WRITTEN REQUEST: Beginning at the line containing "Return a point for each instance of the suv grille" and continuing to the end of the records below, give each line again exactly as it stands, and only those lines.
· · · ·
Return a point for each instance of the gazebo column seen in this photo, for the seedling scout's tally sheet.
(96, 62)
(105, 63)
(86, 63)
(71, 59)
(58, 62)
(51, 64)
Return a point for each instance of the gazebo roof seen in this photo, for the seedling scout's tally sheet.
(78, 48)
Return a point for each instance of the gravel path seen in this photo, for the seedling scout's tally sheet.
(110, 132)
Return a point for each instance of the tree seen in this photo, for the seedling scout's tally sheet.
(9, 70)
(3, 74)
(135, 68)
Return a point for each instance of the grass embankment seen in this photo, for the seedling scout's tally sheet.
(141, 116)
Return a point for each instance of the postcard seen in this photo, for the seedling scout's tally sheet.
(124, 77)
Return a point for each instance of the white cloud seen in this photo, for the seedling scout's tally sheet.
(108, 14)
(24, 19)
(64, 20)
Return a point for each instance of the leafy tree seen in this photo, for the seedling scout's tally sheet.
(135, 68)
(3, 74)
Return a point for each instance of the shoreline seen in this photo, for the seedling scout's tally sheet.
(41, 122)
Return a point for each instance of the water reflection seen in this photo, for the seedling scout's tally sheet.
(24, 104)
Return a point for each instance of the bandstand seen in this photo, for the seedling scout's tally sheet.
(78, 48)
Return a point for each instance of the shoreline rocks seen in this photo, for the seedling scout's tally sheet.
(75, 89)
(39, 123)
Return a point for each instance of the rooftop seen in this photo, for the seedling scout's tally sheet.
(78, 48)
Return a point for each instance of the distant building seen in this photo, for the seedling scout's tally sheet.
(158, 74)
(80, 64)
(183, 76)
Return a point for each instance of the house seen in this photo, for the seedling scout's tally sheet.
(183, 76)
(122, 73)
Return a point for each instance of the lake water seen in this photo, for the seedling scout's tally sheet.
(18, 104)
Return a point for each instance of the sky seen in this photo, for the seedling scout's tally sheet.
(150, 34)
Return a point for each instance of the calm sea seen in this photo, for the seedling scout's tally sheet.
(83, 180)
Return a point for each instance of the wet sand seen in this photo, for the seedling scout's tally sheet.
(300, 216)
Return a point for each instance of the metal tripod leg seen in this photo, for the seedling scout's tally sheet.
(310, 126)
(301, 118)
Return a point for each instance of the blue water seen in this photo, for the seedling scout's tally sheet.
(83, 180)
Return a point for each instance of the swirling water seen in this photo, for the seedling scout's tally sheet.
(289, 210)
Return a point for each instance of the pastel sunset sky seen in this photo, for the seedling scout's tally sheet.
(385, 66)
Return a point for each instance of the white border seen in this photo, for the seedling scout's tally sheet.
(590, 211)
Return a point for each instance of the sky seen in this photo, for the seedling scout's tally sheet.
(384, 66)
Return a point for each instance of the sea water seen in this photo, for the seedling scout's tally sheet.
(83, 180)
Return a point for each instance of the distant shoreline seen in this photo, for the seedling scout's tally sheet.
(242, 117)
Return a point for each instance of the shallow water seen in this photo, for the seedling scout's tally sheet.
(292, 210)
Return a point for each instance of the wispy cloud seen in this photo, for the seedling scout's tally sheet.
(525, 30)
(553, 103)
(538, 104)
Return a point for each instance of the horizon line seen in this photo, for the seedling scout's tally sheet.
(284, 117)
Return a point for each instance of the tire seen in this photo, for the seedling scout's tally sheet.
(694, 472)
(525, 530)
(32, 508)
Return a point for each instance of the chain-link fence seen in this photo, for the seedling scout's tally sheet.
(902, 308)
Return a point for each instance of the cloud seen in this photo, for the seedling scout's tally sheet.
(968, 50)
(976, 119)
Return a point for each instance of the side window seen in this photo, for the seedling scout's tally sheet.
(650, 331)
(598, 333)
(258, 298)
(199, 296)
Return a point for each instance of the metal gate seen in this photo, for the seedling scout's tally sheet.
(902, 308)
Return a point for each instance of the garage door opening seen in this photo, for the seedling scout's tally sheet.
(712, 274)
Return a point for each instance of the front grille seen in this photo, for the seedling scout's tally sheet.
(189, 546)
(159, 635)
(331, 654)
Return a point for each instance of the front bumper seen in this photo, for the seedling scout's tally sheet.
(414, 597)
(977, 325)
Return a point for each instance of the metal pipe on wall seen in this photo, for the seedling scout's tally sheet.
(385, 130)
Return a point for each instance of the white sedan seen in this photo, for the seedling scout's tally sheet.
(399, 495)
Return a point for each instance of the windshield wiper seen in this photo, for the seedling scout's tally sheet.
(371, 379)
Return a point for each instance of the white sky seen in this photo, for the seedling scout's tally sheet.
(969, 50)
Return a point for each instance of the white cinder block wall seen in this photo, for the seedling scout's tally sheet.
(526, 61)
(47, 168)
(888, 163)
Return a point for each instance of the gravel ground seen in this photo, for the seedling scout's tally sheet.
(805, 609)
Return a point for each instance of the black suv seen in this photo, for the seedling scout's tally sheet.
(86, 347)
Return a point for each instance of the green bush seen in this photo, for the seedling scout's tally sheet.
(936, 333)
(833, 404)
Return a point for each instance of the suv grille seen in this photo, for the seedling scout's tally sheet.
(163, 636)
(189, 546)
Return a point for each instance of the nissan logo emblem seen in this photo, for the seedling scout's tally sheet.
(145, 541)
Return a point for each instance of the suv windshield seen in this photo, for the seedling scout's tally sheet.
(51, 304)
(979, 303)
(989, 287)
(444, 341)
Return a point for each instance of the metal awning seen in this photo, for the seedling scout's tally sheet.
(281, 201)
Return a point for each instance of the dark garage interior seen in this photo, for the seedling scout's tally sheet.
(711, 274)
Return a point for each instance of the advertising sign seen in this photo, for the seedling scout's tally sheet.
· · · ·
RESULT:
Return a point for each instance of the suv grille seen in this photo, for the seedling scout's tally sheet.
(163, 636)
(189, 546)
Return a point for each instance of the nissan logo emblem seen in this photo, for the seedling scout's tally sheet.
(145, 541)
Return a point for each instance of the suv windshield seen in this photo, for the seedling scout's tally sheet.
(51, 304)
(979, 303)
(989, 287)
(444, 341)
Return a point for each instance of the metal awning seen in this photo, for the seedling scout's tally sheet.
(281, 201)
Return a point for each instance of the dark garage interior seen in this photo, for the seedling scout's tally sheet.
(711, 274)
Return a point for each instance of the advertising sign seen in this photo, for the seedling scout's tally sheet.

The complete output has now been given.